═════ THE DATA ═════
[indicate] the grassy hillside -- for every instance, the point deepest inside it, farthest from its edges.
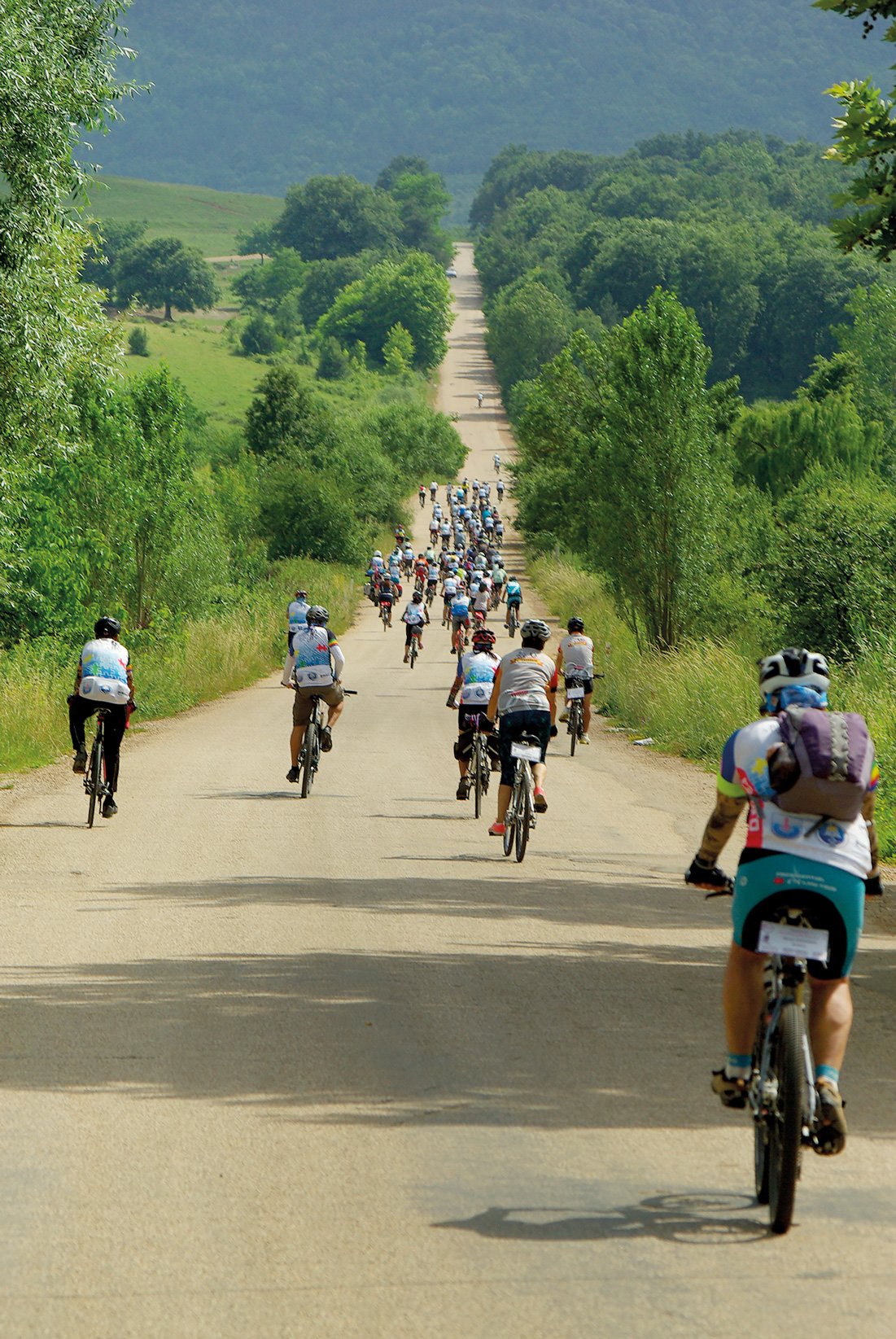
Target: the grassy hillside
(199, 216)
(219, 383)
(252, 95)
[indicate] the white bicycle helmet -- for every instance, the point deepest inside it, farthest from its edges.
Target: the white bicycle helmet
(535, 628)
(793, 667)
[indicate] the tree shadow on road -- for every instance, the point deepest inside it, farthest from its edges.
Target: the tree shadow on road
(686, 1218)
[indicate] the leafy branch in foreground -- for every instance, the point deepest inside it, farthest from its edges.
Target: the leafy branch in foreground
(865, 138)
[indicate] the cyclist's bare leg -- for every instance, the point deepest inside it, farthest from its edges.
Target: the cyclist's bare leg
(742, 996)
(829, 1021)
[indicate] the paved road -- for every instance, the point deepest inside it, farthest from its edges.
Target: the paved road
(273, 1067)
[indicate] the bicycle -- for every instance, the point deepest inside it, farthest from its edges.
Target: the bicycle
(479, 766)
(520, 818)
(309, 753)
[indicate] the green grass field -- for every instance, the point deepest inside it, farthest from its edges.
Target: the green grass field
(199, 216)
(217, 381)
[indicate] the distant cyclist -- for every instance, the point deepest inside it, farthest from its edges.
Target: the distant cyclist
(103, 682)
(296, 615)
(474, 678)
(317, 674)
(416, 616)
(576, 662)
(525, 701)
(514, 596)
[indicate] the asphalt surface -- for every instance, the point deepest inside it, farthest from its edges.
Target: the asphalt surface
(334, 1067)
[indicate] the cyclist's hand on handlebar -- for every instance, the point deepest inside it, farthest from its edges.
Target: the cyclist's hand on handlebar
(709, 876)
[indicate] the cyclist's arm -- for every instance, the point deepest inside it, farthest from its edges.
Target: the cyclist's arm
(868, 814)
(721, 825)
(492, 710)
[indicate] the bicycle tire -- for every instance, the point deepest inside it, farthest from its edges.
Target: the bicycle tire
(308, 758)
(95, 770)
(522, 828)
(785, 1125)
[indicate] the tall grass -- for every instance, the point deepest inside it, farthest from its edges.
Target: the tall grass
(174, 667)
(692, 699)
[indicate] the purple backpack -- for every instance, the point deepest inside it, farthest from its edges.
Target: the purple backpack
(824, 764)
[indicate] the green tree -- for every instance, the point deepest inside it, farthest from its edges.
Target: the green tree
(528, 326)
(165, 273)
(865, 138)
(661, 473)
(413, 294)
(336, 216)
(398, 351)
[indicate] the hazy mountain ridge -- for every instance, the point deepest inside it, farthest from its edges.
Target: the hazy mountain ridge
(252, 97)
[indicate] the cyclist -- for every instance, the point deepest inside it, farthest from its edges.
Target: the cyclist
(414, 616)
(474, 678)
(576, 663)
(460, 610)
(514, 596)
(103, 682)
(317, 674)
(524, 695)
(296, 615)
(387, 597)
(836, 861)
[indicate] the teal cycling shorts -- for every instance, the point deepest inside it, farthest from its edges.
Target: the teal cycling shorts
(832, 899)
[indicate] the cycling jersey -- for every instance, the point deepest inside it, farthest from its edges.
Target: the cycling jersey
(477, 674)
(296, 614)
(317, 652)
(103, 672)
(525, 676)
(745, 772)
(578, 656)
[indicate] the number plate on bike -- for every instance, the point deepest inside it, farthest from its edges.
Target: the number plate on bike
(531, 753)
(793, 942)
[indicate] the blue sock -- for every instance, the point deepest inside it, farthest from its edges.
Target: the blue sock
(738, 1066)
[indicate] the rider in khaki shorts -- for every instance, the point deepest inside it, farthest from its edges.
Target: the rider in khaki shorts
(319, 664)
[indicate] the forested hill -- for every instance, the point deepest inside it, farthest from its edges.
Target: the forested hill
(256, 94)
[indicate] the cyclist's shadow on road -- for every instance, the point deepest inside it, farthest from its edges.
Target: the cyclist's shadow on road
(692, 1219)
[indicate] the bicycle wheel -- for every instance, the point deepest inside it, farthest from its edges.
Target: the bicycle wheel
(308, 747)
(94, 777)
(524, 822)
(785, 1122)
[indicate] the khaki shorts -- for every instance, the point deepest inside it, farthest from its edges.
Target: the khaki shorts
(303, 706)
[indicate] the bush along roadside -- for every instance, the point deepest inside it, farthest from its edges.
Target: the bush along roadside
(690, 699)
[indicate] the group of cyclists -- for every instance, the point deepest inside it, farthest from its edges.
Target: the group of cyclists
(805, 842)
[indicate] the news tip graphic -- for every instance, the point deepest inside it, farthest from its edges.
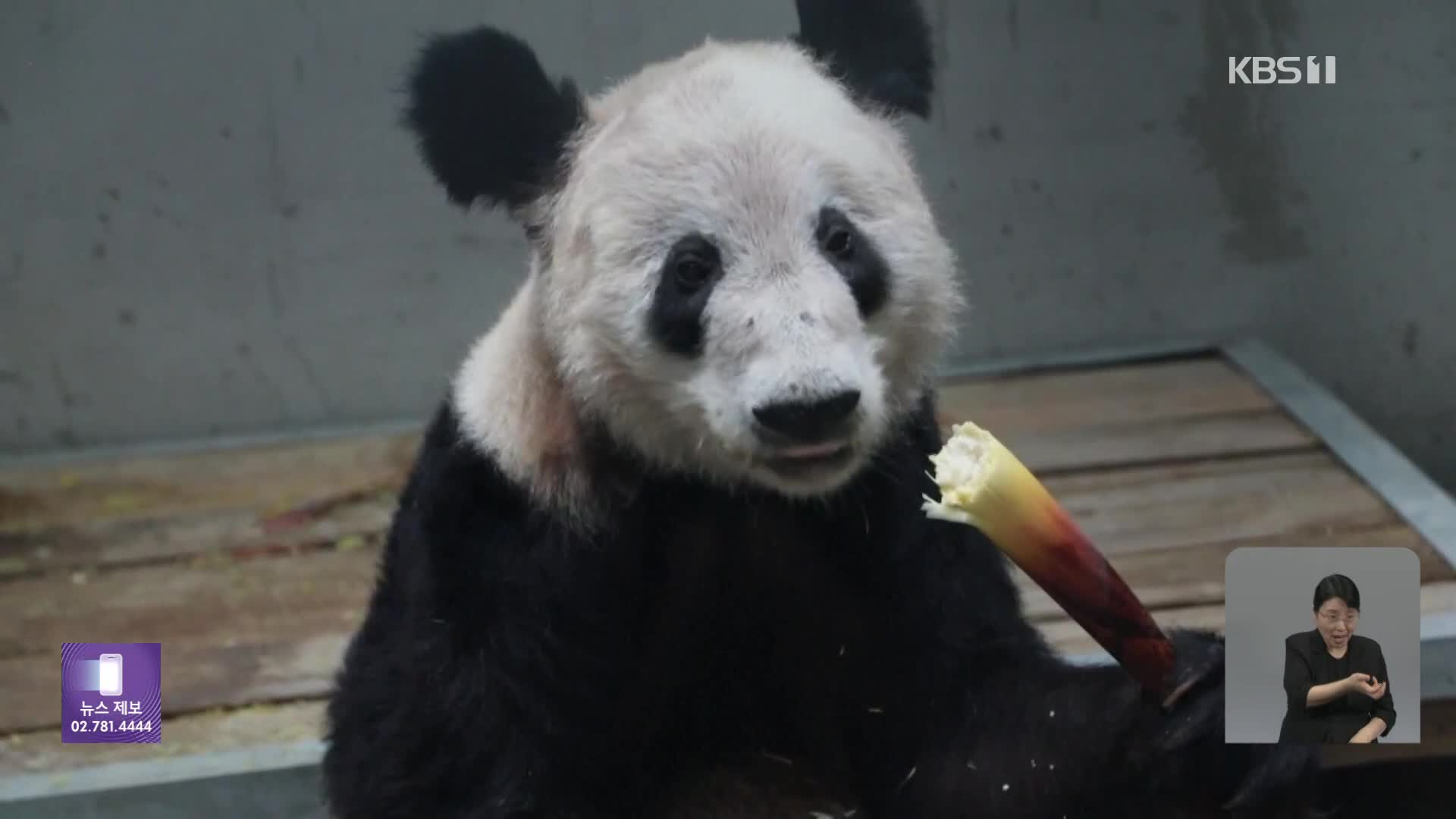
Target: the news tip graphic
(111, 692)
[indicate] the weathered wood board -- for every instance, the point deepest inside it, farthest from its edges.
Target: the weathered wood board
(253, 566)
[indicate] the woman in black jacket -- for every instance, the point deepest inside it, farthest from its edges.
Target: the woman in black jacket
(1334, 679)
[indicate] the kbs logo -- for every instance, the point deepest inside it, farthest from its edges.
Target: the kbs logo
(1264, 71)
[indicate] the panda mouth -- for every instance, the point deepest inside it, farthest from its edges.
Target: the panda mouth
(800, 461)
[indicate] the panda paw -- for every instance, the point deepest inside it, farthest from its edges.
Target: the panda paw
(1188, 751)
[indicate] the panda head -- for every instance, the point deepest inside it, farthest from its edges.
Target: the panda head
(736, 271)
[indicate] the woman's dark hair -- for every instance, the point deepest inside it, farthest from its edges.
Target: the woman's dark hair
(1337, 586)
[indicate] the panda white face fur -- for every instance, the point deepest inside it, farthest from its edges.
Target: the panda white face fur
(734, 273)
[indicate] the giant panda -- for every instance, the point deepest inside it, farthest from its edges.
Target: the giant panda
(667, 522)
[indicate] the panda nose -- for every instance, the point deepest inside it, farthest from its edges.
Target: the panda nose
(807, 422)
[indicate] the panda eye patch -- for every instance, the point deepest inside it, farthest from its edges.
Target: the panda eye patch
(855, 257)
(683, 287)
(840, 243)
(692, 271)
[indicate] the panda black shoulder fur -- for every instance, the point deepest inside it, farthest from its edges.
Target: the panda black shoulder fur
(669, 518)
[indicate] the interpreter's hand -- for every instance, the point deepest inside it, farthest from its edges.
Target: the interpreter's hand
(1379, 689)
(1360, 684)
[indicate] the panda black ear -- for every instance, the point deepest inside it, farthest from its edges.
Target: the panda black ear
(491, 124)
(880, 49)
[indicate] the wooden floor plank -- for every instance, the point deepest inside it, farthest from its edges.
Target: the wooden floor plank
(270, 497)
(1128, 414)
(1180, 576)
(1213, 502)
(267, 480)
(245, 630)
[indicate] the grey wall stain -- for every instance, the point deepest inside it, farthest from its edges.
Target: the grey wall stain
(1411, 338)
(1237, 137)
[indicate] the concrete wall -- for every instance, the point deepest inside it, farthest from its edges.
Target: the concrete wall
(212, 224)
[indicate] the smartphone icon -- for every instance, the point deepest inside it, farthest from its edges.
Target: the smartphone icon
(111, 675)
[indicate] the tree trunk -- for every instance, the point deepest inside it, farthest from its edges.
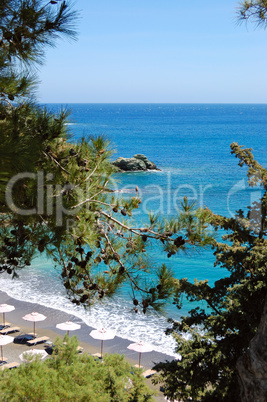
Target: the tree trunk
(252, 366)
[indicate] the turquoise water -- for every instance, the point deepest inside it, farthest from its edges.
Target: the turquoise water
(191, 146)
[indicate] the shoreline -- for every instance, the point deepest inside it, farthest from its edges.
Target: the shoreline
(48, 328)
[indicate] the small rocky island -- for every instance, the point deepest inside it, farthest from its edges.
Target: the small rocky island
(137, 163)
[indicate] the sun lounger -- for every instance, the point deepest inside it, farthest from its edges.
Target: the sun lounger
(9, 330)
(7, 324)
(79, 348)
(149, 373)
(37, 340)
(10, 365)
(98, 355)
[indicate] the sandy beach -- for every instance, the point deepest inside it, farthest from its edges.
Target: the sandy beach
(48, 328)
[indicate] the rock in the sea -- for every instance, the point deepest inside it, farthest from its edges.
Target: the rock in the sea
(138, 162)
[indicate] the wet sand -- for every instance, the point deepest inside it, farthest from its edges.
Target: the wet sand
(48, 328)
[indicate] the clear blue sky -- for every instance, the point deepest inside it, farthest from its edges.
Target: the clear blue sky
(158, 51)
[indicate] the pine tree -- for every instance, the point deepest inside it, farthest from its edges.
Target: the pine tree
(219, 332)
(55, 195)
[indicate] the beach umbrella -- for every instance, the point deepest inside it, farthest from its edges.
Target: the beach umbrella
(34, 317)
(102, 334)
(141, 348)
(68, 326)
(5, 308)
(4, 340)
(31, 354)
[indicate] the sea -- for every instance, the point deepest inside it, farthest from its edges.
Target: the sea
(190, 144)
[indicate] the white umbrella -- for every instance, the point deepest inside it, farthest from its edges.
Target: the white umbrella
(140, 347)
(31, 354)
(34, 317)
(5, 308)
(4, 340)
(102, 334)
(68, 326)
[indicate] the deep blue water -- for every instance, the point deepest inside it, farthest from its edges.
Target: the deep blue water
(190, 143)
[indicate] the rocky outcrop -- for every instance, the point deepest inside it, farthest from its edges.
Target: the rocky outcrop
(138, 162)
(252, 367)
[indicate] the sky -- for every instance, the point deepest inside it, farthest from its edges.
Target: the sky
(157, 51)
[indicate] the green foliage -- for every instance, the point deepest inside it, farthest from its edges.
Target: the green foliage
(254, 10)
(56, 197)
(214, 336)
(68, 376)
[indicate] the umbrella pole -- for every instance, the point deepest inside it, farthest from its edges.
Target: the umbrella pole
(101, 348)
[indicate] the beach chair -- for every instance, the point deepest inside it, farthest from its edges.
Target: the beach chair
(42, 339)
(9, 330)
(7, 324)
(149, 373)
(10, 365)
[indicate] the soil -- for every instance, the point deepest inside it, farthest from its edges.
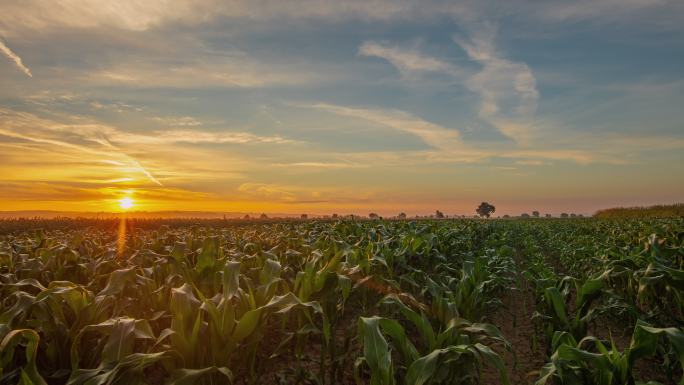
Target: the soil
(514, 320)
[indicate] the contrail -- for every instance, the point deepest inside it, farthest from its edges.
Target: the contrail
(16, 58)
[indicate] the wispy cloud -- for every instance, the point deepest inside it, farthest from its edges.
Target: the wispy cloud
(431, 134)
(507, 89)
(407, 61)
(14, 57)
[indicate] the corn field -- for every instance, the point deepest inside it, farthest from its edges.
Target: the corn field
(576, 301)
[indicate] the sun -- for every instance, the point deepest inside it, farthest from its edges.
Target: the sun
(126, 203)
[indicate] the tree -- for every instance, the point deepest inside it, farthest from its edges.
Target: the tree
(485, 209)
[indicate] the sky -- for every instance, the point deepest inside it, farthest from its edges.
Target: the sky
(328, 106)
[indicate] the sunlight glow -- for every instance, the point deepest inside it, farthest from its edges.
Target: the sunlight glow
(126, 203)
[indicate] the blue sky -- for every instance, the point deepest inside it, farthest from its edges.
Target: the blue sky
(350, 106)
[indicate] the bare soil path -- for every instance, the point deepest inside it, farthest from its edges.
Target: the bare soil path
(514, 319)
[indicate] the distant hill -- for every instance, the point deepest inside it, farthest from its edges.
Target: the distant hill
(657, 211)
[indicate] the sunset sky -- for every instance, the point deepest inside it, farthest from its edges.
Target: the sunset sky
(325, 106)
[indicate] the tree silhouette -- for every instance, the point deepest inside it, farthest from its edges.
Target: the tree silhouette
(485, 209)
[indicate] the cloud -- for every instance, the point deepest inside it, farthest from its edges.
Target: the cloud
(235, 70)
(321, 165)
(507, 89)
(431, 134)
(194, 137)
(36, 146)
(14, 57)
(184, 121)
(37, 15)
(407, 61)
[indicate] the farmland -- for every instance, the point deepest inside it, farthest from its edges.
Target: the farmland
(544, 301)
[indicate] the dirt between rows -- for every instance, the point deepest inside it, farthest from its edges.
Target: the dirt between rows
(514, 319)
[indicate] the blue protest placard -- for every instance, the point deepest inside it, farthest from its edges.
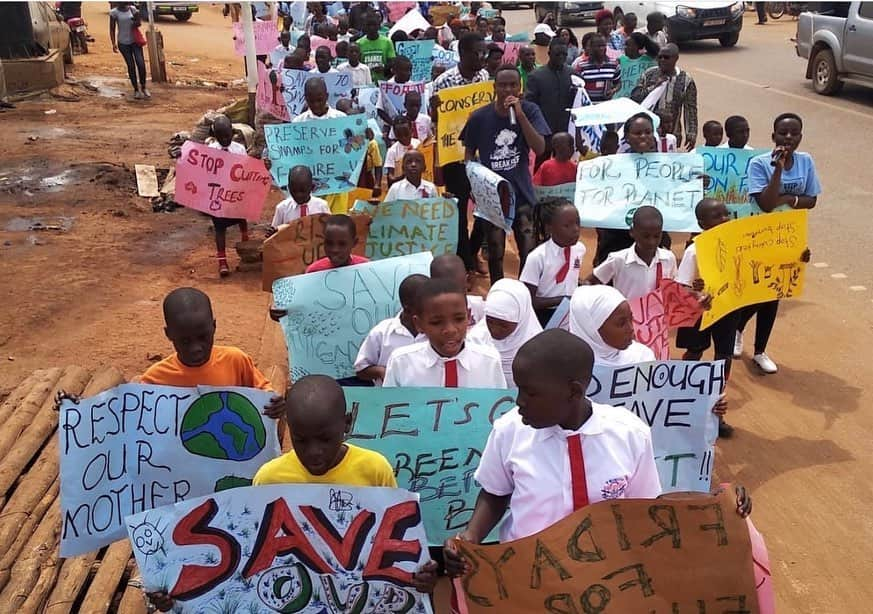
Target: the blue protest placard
═════
TO DO> In your answer, include only the lines above starting at the line that holds "[indicate] the tree shadow" and ending at the line that holds "[indicate] the green grass", copied exactly.

EXERCISE RESULT>
[indicate] the tree shadow on road -- for every instance, the point deepest inside it, farthest from its edges.
Target: the tree shadow on road
(686, 1218)
[indicate] the leafy branch in foreground -- for every instance, the point deepest inside it, farthest from its edges.
Target: the leafy branch in foreground
(865, 138)
[indicate] the cyclist's bare leg -- for every instance, the point deepest inside it, farthest from its edges.
Target: the cyclist's bare leg
(742, 996)
(829, 1021)
[indicate] the paved road -- for every instance, the point deepest inside it, farthest from its edges.
Target: the paved road
(273, 1067)
[indicate] the bicycle -- for every instance, the point deepest inside it, farthest from its edges.
Target: the bicycle
(479, 766)
(520, 818)
(309, 753)
[indicate] the green grass field -- for every instance, the point deepest inside it, farthest from its edges.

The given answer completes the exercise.